• [Exercise instructions]: Please reproduce each of the records below word for word, keeping every line unchanged.
—————
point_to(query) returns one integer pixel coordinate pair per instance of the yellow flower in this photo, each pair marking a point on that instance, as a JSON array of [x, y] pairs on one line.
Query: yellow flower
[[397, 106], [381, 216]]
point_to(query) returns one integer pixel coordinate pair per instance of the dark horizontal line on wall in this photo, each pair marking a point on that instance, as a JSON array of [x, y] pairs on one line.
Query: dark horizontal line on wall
—————
• [Answer for this exercise]:
point_to(query) returns one integer pixel coordinate pair per instance of the yellow flower in this photo, each pair marking a point on that instance, as a JSON array of [x, y] pairs on one line.
Query: yellow flower
[[397, 106], [381, 216]]
point_to(query) returns one integer pixel coordinate pair per instance of the dark horizontal line on wall in this photo, each pair marking a point on that instance, as a JSON array of [x, y] pairs on one line.
Query: dark horizontal line on wall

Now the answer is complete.